═════ Data section ═════
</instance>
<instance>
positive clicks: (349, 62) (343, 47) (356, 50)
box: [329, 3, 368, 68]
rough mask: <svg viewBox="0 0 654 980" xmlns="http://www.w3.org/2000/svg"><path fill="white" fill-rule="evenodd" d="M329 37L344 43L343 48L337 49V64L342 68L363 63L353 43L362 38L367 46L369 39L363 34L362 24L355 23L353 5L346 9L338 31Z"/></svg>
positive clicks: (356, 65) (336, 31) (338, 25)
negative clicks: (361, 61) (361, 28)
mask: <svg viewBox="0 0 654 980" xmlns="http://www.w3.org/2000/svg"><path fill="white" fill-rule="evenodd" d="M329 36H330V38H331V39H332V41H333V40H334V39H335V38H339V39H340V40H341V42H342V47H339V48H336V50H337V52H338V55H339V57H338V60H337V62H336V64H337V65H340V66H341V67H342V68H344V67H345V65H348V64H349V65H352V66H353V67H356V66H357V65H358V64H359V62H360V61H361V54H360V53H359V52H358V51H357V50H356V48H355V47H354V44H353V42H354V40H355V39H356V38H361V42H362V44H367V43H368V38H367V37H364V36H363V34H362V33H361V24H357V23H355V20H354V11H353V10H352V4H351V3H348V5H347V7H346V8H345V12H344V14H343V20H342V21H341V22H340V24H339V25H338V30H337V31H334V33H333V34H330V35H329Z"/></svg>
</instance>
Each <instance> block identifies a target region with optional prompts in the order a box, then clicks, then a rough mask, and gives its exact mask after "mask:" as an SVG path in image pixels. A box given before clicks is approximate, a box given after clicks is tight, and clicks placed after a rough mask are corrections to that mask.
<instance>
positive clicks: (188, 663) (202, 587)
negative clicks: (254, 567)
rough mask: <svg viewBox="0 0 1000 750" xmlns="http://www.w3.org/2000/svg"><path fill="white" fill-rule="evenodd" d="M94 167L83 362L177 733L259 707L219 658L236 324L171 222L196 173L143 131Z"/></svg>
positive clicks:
═════
= Directions =
Take the line containing "167L83 362L177 733L259" as the first line and the last line of the data above as the final one. Write out these lines and all between them exactly.

= Solution to this exercise =
rough mask: <svg viewBox="0 0 1000 750" xmlns="http://www.w3.org/2000/svg"><path fill="white" fill-rule="evenodd" d="M94 167L83 362L177 733L259 707L219 658L236 324L171 222L196 173L143 131Z"/></svg>
positive clicks:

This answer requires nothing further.